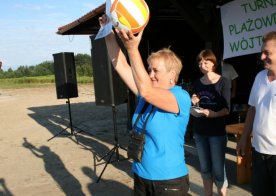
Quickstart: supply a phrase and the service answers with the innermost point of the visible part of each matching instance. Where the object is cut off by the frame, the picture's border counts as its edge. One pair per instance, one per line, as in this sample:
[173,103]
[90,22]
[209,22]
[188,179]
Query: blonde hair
[171,60]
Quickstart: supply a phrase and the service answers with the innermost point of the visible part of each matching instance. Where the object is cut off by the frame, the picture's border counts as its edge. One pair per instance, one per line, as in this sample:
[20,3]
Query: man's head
[268,55]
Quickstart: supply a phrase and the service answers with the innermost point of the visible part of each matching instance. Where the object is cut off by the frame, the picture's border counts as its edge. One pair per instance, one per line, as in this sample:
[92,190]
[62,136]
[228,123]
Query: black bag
[136,146]
[137,140]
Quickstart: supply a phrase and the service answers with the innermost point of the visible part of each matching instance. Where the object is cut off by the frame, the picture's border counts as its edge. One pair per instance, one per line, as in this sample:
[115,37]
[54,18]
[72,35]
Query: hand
[195,99]
[103,19]
[129,40]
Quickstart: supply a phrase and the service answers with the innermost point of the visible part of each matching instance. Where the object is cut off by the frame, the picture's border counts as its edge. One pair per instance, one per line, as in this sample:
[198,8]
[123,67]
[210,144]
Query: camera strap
[140,115]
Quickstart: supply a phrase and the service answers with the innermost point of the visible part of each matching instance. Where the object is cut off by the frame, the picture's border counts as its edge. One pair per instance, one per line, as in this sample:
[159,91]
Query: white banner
[244,23]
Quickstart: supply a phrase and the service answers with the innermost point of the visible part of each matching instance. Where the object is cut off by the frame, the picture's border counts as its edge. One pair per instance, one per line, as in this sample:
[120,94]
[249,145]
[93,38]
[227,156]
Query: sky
[28,30]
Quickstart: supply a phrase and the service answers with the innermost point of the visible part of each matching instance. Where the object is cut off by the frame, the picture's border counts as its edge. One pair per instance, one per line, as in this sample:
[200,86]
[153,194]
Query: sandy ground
[32,165]
[70,164]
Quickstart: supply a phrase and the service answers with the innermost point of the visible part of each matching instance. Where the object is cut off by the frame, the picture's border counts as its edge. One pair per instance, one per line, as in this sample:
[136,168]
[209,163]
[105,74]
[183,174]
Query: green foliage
[83,65]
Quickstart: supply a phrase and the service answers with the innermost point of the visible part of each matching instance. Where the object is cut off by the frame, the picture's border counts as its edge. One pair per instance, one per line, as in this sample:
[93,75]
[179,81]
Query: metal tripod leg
[115,147]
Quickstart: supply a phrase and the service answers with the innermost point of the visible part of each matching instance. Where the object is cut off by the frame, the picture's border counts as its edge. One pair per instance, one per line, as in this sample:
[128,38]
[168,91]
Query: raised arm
[118,59]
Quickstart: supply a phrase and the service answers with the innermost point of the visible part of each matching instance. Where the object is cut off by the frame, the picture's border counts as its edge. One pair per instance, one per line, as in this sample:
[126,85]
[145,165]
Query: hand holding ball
[131,15]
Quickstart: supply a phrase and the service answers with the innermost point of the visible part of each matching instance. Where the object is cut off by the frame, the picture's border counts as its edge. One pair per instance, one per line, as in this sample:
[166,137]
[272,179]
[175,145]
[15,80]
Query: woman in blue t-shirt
[162,170]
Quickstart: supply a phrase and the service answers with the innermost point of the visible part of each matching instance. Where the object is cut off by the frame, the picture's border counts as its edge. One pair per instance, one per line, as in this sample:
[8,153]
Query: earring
[171,81]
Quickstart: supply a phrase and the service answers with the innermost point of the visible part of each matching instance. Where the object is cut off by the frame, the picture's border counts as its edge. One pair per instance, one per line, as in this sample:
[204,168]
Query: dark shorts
[264,174]
[172,187]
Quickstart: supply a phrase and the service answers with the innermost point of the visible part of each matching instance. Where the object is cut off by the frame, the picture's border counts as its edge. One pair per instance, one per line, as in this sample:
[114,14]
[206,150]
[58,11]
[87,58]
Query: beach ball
[131,15]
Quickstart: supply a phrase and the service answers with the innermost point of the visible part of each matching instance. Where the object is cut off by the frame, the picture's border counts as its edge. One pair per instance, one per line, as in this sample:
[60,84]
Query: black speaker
[65,75]
[108,86]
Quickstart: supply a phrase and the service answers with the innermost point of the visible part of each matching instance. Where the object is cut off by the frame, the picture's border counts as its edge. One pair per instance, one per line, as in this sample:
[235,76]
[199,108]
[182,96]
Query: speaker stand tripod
[115,148]
[71,127]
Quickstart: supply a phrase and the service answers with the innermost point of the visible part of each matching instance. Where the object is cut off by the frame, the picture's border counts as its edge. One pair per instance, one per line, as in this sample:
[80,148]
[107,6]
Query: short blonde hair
[171,60]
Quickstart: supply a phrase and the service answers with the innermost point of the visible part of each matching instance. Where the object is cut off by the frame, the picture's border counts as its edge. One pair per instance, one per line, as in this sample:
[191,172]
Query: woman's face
[206,66]
[269,55]
[159,75]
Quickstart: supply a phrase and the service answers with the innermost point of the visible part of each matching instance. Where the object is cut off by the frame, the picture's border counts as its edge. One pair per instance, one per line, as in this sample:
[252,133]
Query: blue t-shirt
[163,157]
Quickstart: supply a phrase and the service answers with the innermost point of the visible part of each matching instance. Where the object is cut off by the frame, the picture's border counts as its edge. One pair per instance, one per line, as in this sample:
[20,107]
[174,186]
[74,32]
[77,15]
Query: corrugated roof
[85,25]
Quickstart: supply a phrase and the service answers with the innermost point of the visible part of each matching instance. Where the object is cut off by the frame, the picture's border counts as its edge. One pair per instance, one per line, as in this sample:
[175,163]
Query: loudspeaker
[65,75]
[108,86]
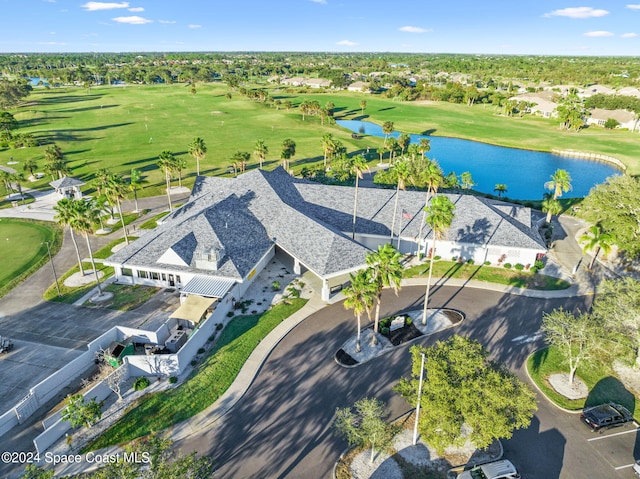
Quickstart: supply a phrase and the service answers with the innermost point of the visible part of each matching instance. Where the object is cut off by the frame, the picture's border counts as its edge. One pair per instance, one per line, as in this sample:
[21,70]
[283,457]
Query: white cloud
[598,33]
[133,20]
[578,12]
[94,6]
[410,29]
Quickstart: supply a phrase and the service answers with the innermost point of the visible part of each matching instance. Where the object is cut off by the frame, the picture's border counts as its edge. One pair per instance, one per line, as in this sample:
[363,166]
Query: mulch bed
[404,334]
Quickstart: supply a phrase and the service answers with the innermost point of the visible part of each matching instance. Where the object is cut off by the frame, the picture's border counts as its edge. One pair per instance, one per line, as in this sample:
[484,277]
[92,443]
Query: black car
[605,416]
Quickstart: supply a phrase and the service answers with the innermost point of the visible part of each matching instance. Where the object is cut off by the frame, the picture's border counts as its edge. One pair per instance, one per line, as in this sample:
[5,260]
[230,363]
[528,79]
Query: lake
[524,172]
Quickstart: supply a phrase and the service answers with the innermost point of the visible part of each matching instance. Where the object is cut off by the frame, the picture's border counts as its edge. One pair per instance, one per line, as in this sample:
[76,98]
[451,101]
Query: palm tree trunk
[355,210]
[426,294]
[124,227]
[93,263]
[374,339]
[395,211]
[75,244]
[358,345]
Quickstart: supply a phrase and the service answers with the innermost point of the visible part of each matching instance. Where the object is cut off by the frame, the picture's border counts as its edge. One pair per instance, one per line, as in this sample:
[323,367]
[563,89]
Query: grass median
[157,411]
[491,274]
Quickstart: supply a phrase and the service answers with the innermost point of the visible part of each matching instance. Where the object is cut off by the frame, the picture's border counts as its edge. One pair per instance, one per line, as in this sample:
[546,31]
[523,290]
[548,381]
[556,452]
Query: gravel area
[560,382]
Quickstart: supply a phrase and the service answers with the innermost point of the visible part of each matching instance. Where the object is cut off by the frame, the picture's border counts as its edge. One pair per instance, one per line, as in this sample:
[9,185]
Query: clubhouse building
[219,241]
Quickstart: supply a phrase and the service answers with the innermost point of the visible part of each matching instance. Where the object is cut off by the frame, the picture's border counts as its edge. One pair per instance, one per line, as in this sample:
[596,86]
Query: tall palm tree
[385,270]
[402,172]
[65,216]
[261,151]
[116,190]
[551,206]
[166,162]
[500,188]
[440,214]
[432,177]
[596,240]
[560,182]
[359,296]
[136,180]
[198,149]
[85,215]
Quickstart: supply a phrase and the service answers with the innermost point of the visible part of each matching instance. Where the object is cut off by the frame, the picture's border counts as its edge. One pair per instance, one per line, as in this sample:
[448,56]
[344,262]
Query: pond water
[524,172]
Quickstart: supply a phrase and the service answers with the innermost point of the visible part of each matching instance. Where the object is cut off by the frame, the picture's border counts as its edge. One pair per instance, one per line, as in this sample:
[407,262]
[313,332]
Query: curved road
[282,426]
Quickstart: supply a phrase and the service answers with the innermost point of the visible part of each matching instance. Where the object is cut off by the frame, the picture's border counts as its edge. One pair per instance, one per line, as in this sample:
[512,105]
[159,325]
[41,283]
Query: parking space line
[612,435]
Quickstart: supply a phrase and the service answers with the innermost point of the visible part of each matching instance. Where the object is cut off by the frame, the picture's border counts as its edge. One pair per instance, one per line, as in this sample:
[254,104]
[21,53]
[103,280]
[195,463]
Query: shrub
[141,383]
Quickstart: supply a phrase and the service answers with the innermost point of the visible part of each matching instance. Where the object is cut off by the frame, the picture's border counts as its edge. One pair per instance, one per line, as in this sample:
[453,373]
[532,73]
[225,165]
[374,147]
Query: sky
[542,27]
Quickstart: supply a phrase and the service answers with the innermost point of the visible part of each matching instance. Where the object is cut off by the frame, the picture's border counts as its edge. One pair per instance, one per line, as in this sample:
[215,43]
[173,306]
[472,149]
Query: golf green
[22,247]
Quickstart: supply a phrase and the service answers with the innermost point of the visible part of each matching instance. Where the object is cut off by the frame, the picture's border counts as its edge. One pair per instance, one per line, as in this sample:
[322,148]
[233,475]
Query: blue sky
[603,27]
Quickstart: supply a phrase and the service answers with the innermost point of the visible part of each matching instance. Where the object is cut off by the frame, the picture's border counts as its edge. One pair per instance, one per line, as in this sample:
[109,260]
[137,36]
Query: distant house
[67,187]
[220,240]
[359,86]
[626,118]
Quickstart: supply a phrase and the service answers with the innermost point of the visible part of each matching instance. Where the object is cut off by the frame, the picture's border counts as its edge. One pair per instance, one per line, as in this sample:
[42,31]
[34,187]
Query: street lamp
[415,426]
[53,267]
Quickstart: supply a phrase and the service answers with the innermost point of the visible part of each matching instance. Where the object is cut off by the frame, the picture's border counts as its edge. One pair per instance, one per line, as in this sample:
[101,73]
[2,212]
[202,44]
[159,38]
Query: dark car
[605,416]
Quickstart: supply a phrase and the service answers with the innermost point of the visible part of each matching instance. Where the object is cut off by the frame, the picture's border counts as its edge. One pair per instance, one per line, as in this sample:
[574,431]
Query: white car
[493,470]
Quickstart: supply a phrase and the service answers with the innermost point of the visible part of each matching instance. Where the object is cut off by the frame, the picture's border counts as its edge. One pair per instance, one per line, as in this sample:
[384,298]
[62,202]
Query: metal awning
[208,286]
[193,308]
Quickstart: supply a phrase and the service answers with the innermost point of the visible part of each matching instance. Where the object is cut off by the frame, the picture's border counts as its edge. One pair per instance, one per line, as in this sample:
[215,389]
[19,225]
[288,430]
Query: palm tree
[166,163]
[261,151]
[359,296]
[440,214]
[385,270]
[560,182]
[467,180]
[136,181]
[596,239]
[500,188]
[115,191]
[387,129]
[65,216]
[85,215]
[401,169]
[432,177]
[197,149]
[551,206]
[358,167]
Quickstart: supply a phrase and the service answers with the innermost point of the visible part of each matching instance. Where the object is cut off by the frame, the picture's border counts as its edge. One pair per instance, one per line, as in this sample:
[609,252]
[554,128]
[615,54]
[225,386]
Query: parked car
[503,469]
[605,416]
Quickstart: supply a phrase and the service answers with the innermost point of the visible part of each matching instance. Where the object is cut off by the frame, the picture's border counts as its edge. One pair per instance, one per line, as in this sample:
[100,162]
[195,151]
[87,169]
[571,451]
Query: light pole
[53,267]
[415,426]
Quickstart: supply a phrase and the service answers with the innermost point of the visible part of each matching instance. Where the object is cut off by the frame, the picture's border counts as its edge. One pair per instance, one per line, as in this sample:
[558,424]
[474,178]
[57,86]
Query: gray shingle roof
[246,215]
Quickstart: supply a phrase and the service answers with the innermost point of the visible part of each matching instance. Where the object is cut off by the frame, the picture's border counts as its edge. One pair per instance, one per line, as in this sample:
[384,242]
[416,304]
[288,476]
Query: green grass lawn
[124,128]
[491,274]
[23,249]
[209,380]
[602,383]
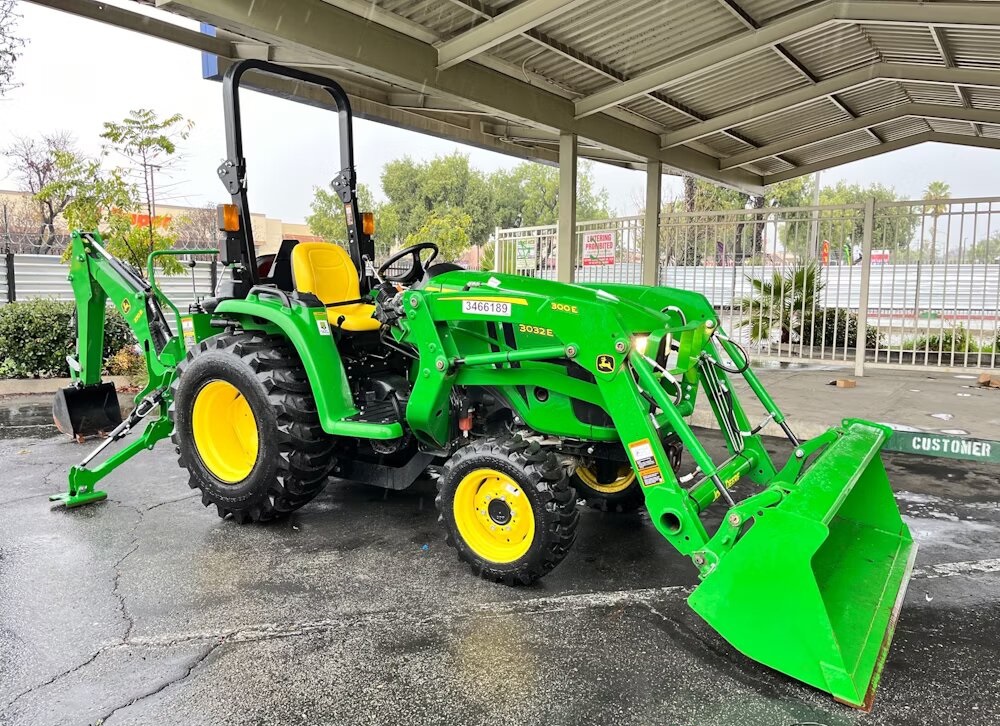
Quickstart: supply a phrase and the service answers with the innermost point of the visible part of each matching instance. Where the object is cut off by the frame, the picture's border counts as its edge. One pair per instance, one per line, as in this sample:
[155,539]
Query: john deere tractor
[520,394]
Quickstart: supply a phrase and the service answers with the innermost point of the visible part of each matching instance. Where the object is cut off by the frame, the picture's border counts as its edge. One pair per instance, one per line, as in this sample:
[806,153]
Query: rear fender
[309,333]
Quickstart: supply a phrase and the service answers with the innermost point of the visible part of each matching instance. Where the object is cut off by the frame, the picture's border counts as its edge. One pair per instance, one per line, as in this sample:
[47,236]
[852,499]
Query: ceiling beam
[788,27]
[906,142]
[725,51]
[917,110]
[154,27]
[502,27]
[944,50]
[411,63]
[835,84]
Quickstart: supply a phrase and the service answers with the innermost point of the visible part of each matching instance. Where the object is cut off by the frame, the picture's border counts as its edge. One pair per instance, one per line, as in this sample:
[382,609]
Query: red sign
[598,248]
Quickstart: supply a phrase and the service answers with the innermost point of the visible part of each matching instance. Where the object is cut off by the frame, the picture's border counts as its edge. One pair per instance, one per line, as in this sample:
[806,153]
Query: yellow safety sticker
[322,323]
[652,478]
[564,308]
[535,330]
[642,454]
[187,326]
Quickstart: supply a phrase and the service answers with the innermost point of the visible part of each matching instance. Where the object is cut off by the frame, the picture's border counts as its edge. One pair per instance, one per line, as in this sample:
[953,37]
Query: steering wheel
[394,270]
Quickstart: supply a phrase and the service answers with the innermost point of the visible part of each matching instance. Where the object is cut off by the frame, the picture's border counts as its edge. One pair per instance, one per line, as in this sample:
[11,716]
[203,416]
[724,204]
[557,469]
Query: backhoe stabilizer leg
[82,479]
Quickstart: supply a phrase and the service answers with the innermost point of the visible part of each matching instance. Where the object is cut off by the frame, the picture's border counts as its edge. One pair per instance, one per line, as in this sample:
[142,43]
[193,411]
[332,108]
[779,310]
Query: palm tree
[937,192]
[781,303]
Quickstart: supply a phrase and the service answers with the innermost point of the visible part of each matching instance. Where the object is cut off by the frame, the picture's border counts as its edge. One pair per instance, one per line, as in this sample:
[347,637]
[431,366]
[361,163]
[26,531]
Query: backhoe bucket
[86,410]
[814,586]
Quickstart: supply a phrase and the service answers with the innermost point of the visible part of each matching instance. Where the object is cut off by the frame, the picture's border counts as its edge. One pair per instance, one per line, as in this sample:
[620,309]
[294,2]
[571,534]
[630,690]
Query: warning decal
[642,454]
[652,477]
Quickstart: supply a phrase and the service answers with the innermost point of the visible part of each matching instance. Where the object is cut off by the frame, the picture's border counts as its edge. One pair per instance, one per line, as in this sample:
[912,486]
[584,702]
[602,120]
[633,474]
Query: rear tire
[246,427]
[508,509]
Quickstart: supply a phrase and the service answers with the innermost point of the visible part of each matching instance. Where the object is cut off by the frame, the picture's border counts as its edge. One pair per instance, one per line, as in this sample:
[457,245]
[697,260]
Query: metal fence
[914,283]
[24,277]
[607,250]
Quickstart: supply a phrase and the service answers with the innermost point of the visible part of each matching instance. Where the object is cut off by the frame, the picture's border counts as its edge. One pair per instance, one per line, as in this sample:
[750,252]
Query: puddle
[792,366]
[20,419]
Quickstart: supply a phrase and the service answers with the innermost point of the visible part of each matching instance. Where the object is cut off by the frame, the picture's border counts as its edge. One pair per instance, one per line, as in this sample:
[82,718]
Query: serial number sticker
[642,454]
[652,477]
[535,330]
[486,307]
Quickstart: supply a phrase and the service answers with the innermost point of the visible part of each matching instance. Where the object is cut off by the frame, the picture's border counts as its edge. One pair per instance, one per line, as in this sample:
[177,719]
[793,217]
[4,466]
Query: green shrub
[836,327]
[37,335]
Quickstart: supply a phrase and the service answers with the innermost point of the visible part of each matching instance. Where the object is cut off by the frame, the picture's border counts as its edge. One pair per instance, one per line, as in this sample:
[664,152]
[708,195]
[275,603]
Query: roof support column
[566,251]
[651,227]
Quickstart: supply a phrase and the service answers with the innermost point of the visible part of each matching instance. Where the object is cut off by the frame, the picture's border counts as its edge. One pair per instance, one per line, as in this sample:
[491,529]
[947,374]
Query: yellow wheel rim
[225,431]
[622,482]
[494,516]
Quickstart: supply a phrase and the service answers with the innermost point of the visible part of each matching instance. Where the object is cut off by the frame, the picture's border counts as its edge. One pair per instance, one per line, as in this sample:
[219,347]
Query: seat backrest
[325,270]
[281,267]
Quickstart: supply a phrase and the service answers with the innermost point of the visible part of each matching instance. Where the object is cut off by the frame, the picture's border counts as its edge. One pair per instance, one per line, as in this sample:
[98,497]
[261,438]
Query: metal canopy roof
[745,92]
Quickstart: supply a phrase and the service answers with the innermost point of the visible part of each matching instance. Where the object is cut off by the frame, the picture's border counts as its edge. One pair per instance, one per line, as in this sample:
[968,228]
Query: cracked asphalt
[148,609]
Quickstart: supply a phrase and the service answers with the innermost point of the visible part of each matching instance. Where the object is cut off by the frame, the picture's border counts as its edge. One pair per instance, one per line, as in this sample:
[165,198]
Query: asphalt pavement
[149,609]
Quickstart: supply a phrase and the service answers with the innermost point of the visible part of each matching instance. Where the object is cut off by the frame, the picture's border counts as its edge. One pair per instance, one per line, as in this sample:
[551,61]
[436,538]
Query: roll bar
[233,170]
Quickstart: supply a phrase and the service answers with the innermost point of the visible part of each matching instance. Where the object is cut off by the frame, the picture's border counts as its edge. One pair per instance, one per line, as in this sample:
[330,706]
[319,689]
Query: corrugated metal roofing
[594,46]
[810,117]
[736,84]
[901,128]
[832,147]
[832,50]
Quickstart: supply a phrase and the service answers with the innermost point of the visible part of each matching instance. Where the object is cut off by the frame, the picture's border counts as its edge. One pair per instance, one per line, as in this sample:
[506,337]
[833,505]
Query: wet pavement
[148,609]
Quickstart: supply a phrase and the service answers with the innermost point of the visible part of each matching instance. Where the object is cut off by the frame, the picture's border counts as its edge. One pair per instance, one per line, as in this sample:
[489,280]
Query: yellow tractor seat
[327,271]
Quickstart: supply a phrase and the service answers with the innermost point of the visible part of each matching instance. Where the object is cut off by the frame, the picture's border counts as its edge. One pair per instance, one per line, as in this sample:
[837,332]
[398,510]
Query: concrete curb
[26,386]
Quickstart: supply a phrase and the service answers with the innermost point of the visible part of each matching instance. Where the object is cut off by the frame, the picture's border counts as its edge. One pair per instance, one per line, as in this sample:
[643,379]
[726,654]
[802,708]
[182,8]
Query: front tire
[508,509]
[246,427]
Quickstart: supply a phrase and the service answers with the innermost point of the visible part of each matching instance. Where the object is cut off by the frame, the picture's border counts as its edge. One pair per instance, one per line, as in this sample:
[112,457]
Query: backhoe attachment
[82,411]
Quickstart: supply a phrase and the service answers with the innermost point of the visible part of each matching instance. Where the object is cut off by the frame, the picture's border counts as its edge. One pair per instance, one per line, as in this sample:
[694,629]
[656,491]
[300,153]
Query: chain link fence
[911,283]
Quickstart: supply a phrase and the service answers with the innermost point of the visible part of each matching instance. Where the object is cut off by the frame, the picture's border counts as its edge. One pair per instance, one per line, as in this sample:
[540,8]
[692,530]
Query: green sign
[943,445]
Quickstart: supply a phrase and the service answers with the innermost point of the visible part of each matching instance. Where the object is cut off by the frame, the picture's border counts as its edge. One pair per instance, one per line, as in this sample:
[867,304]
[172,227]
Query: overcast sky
[77,73]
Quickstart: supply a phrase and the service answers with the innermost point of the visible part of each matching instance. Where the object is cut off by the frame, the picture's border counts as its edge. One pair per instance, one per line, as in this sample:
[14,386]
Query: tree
[198,228]
[781,304]
[327,219]
[33,162]
[10,44]
[19,223]
[449,230]
[937,192]
[894,226]
[149,145]
[104,200]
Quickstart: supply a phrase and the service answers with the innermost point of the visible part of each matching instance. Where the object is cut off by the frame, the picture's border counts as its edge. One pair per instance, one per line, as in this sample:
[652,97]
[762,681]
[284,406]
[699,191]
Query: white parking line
[950,569]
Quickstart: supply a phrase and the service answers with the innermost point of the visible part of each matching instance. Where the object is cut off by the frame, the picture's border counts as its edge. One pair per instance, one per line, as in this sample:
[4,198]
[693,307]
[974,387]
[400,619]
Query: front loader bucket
[86,410]
[814,587]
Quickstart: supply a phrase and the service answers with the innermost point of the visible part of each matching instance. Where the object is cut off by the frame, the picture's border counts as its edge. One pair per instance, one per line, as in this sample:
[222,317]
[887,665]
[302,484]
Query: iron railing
[911,283]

▶ Written request: Please pick out and copy every line of the records above that contains the string "sticker". Case counts.

▶ Result for this task:
Query: yellow safety sticker
Query: serial number sticker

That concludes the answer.